[About this exercise]: In the records below, find every line with the word "dough" and copy it.

[Entries provided]:
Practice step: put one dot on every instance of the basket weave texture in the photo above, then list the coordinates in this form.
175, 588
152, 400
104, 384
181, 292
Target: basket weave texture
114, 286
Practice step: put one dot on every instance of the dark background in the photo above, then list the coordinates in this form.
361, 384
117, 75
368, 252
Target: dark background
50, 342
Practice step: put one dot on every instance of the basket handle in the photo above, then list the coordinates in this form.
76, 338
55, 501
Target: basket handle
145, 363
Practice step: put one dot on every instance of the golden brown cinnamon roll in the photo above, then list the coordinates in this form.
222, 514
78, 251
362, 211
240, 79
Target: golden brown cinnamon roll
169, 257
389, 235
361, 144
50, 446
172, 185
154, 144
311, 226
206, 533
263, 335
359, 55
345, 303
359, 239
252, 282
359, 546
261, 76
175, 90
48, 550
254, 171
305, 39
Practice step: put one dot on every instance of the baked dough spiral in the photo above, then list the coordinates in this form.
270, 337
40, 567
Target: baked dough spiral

==

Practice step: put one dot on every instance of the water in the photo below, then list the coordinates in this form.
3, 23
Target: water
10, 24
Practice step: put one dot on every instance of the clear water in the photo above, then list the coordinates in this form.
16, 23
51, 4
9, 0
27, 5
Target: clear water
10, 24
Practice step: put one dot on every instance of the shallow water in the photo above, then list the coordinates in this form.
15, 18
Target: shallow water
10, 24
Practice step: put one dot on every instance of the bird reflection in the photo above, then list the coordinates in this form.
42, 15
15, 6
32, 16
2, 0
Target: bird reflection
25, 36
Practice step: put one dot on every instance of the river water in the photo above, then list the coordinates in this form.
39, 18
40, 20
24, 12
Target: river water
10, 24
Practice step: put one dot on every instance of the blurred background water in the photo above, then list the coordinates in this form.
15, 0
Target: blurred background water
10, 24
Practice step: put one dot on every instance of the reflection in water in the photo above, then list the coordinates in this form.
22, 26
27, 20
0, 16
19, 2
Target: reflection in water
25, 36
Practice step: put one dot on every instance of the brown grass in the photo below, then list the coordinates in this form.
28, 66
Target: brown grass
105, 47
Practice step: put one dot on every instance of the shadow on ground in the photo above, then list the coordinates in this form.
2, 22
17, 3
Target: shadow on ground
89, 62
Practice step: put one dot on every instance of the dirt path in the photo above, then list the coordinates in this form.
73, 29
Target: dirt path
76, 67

[Reply to the task]:
Practice step: put one dot on every instance of the baked dough spiral in the photo above, then list the coordinates in this form.
Target: baked dough spiral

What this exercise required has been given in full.